### ASSIGNED TASK A
According to the Ipomoea article, who described the genus, and in what year?
### ASSIGNED TASK B
Translate this sentence from the Ipomoea article into Spanish: "The species of Ipomoea interfere with each other's pollination."
### ASSIGNED TASK C
Carry on the Ipomoea article beyond its final sentence, keeping the same encyclopedic tone.

Ipomoea (/ˌɪpəˈmiː.ə, -oʊ-/) is the largest genus in the plant family Convolvulaceae, with over 600 species. It is a large and diverse group, with common names including morning glory, water Convolvulus or water spinach, sweet potato, bindweed, moonflower, etc. The genus occurs throughout the tropical and subtropical regions of the world, and comprises annual and perennial herbaceous plants, lianas, shrubs, and small trees; most of the species are twining climbing plants.

==Description==
===Vegetative characteristics===
Ipomoea are annual or perennial twining, prostrate or erect, herbs, shrubs, lianas, or trees usually with twining or trailing stems bearing simple, or rarely compound leaves.
===Generative characteristics===
The few- to many-flowered, axillary, solitary or cymose inflorescences bear small to large, blue, red, pink, purple, white, orange, or yellow, pentamerous flowers.

==Taxonomy==
The genus Ipomoea was described by Carl Linnaeus in 1753. It has 642 accepted species. The type species is Ipomoea pes-tigridis Within the family Convolvulaceae, it is placed in the tribe Ipomoeeae.
===Common names===
Their most widespread common name is morning glory, but some species in related genera bear that same common name and some Ipomoea species are known by different common names. Those formerly separated in Calonyction (Greek καλός "good" and νύξ, νυκτός , , "night") are called moonflowers.
===Etymology===
The name Ipomoea is derived from the Ancient Greek ἴψ, meaning , and ὅμοιος, meaning "resembling". It refers to their twining habit.

==Ecology==
=== Pollination ===
The species of Ipomoea interfere with each other's pollination. Pollen from different species compete in each other's reproductive processes, imposing a fitness cost.

== Uses==
Ipomoea sepiaria is part of the Dashapushpam (Ten sacred flowers) in Kerala and is known as "Thiruthali" in Malayalam.

Moon vine (I. alba) sap was used for vulcanization of the latex of Castilla elastica (Panama rubber tree, Nahuatl: olicuáhuitl) to rubber; as it happens, the rubber tree seems well-suited for the vine to twine upon, and the two species are often found together. As early as 1600 BCE, the Olmecs produced the balls used in the Mesoamerican ballgame.

=== As medicine and entheogen ===

Ergonovine (ergometrine)

Humans use Ipomoea spp. for their content of medical and psychoactive compounds, mainly alkaloids. Some species are renowned for their properties in folk medicine and herbalism; for example, Vera Cruz jalap (I. jalapa) and Tampico jalap (I. simulans) are used to produce jalap, a cathartic preparation accelerating the passage of stool. Kiribadu ala (giant potato, I. mauritiana) is one of the many ingredients of chyawanprash, the ancient Ayurvedic tonic called "the elixir of life" for its wide-ranging properties.

### DATA RECORDS
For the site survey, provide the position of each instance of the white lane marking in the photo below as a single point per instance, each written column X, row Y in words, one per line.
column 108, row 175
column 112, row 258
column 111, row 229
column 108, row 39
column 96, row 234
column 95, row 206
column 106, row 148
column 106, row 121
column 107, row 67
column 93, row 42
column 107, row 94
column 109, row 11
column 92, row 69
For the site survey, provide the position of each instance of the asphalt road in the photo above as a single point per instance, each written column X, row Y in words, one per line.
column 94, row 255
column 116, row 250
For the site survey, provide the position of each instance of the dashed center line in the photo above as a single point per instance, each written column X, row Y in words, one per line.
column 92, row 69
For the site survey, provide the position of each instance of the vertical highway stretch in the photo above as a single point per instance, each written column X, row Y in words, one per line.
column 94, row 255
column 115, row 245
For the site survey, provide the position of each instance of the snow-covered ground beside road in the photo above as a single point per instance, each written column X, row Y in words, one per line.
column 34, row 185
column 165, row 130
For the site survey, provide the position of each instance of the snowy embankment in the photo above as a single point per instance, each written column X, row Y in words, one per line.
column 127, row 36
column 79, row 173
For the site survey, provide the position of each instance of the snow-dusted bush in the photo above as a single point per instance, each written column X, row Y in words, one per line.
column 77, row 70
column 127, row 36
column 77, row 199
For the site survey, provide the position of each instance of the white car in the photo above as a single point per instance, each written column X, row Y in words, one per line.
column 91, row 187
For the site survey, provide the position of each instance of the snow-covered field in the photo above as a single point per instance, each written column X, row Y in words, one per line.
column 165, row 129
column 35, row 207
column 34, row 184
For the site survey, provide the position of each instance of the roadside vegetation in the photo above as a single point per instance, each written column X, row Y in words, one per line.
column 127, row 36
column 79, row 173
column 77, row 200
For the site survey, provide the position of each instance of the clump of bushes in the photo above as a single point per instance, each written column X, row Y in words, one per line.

### EXERCISE OUTPUT A
Carl Linnaeus described the genus Ipomoea in 1753.

### EXERCISE OUTPUT B
Las especies de Ipomoea interfieren mutuamente en su polinización.

### EXERCISE OUTPUT C
The leaves of I. batatas are eaten as a vegetable, and have been shown to slow oxygenation of LDLs, with some similar potential health benefits to green tea and grape polyphenols.

Other species were and still are used as potentially potent entheogens. Seeds of Mexican morning glory (tlitliltzin, I. tricolor) were thus used by Aztecs and Zapotecs in shamanistic and priestly divination rituals, and at least by the former also as a poison, to give the victim a "horror trip" (see also Aztec entheogenic complex). Beach moonflower (I. violacea) was also used thusly, and the cultivars called 'Heavenly Blue', touted today for their psychoactive properties, seem to represent an indeterminable assembly of hybrids of these two species.

Ergine (D-lysergic acid amide)

 Ergoline alkaloids occur in several Ipomoea species whose seeds host heritable Periglandula fungi. Seeds of I. tricolour and I. purpurea commonly contain lysergamides such as ergine (D- lysergic acid amide, LSA) and its epimer isoergine; other reported alkaloids include lysergol, lysergic acid hydroxyethylamide (LSH), and ergometrine (ergonovine)

Human data indicate that LSA produces comparatively mild psychedelic effects with prominent sedation; adverse effects frequently include nausea and vasoconstriction.

Albert Hofmann and colleagues first isolated lysergamides from I. corymbosa and I. violacea seeds and reported early human observations.

Analytical studies of Ipomoea seeds have generally found ergometrine at lower concentrations than LSA, and note that LSH is labile and can rearrange to LSA during extraction or storage.

The subjective effects of morning glory seeds vary with species, alkaloid profile, preparation and dose.

Though most often noted as "recreational" drugs, the lysergamides are also of medical importance.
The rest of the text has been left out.